**Your instructions:** Revise the text on the health care law's investment income tax, starting with "We’ve been flooded" and going on through "is utterly false.". Put "congressional leaders" in place of "Democratic lawmakers".

**Text provided:**
- - - - - - -

Re: David Kruse on Obamacare

 

We’ve been flooded with queries about this one ever since the health care bill became law. At the last minute, Democratic lawmakers decided on a new 3.8 percent tax on the net investment income of high-income persons. But the claim that this would amount to a $15,200 tax on the sale of a typical $400,000 home is utterly false.

The truth is that only a tiny percentage of home sellers will pay the tax. First of all, only those with incomes over $200,000 a year ($250,000 for married couples filing jointly) will be subject to it. And even for those who have such high incomes, the tax still won’t apply to the first $250,000 on profits from the sale of a personal residence — or to the first $500,000 in the case of a married couple selling their home.

We can understand how this misconception got started. The law itself is couched in highly technical language that only a qualified tax expert can fully grasp. (This provision begins on page 33 of the reconciliation bill that was passed and signed into law.) And it does say the tax falls on "net gain … attributable to the disposition of property." That would include the sale of a home. But the bill also says the tax falls only on that portion of any gain that is "taken into account in computing taxable income" under the existing tax code. And the fact is, the first $250,000 in profit on the sale of a primary residence (or $500,000 in the case of a married couple) is excluded from taxable income already. (That exclusion doesn’t apply to vacation homes or rental properties.)

The Joint Committee on Taxation, the group of nonpartisan tax experts that Congress relies on to analyze tax proposals, underscores this in a footnote on page 135 of its report on the bill. The note states: "Gross income does not include … excluded gain from the sale of a principal residence."

- - - - - - -

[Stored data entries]
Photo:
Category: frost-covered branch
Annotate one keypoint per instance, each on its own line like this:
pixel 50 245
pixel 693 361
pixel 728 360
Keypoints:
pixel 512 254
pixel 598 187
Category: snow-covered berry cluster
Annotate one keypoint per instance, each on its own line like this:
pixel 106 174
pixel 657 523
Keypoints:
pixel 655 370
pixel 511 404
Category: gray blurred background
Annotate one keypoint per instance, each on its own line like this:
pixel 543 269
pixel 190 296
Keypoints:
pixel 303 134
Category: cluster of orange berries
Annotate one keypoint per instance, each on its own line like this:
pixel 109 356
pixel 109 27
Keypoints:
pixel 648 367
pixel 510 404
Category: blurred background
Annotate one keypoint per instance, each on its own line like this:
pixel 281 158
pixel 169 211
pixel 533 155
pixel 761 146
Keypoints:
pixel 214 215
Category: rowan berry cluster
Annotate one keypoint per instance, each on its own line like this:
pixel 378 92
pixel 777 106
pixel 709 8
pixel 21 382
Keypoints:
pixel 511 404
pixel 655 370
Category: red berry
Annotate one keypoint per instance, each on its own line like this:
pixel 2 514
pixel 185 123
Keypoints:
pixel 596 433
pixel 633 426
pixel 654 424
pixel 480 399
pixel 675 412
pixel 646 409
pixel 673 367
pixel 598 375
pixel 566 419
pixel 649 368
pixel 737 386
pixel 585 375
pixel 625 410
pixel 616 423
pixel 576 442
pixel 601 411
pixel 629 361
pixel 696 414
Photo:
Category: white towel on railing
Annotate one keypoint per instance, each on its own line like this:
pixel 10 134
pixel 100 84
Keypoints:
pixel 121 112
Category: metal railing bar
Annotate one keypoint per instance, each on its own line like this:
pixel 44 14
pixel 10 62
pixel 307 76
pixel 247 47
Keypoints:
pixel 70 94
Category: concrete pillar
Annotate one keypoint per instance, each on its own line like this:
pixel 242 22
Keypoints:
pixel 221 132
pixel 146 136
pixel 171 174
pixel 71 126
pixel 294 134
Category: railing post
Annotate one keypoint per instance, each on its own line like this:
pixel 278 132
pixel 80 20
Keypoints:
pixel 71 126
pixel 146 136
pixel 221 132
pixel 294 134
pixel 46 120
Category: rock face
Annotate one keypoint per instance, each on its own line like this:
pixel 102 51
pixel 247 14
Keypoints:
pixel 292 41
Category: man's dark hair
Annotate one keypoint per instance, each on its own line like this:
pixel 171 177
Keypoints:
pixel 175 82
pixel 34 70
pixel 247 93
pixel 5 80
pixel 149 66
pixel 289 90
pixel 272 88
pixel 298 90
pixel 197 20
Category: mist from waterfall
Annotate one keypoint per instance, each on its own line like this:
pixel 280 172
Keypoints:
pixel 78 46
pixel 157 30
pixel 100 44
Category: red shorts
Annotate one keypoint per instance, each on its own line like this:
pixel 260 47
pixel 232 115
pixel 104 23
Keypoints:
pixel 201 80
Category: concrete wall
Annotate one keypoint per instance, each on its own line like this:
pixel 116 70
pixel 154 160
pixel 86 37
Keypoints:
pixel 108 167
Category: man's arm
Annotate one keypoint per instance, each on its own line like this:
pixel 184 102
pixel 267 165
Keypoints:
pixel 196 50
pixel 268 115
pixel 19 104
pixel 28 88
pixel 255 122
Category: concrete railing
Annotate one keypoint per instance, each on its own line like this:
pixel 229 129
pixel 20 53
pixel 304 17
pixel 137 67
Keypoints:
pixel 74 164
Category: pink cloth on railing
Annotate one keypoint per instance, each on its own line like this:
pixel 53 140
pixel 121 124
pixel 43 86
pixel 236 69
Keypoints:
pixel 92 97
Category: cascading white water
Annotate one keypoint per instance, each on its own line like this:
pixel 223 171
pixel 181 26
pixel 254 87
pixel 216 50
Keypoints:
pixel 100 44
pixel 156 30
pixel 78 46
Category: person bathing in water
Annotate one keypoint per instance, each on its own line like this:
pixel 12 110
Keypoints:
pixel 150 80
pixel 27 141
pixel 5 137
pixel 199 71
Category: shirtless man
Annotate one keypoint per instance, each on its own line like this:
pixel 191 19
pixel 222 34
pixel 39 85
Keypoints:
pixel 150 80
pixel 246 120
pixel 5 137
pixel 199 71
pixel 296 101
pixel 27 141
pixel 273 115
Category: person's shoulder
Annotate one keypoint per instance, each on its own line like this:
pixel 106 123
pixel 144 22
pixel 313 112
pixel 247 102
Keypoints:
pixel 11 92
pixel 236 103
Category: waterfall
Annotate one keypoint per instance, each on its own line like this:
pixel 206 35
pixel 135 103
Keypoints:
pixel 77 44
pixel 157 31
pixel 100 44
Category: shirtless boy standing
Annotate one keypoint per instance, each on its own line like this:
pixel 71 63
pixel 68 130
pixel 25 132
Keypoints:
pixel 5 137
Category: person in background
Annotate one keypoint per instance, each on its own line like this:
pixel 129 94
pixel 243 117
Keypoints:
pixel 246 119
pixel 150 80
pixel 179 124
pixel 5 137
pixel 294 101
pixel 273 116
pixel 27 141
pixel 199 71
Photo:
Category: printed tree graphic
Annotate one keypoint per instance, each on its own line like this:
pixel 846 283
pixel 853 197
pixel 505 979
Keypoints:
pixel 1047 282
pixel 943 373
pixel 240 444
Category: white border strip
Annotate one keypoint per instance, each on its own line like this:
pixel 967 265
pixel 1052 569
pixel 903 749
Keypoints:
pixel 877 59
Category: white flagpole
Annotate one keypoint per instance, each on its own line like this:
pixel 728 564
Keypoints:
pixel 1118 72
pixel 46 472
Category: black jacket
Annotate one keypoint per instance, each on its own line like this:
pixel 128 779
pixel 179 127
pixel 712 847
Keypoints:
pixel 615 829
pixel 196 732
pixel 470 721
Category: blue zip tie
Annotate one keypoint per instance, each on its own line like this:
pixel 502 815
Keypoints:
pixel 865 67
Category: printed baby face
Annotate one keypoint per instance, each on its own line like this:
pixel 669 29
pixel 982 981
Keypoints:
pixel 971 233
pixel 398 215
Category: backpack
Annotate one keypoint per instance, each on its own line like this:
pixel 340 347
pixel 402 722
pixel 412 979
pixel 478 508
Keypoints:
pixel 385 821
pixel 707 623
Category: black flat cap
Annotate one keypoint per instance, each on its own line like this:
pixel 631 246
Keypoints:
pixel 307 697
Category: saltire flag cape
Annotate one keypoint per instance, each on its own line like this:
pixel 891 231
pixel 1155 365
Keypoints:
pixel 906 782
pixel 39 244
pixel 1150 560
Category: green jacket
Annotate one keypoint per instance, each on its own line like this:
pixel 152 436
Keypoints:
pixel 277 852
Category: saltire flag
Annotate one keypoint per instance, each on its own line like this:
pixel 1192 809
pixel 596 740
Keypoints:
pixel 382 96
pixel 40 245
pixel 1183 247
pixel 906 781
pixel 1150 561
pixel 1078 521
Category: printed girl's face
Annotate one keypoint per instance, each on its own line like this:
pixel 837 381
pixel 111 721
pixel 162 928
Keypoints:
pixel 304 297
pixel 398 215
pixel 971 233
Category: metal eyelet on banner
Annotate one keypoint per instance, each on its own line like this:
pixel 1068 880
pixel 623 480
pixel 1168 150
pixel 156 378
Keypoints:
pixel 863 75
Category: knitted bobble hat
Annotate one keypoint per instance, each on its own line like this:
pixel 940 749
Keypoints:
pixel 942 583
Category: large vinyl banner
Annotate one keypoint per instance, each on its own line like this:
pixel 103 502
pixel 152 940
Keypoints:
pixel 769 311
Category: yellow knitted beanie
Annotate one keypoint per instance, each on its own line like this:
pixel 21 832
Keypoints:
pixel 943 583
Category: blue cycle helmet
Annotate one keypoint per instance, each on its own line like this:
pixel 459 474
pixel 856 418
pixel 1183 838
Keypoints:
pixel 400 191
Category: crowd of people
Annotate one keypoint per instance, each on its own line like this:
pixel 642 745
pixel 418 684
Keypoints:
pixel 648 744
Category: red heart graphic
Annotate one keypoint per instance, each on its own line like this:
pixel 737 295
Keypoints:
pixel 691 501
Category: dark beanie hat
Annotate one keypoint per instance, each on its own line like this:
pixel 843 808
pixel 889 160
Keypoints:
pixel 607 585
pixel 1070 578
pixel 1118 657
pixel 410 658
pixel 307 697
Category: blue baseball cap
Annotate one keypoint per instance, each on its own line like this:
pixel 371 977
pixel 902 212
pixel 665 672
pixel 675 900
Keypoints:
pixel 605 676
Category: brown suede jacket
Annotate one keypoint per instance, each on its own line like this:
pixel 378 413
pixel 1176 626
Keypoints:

- - - - - - -

**Output:**
We’ve been flooded with queries about this one ever since the health care bill became law. At the last minute, congressional leaders decided on a new 3.8 percent tax on the net investment income of high-income persons. But the claim that this would amount to a $15,200 tax on the sale of a typical $400,000 home is utterly false.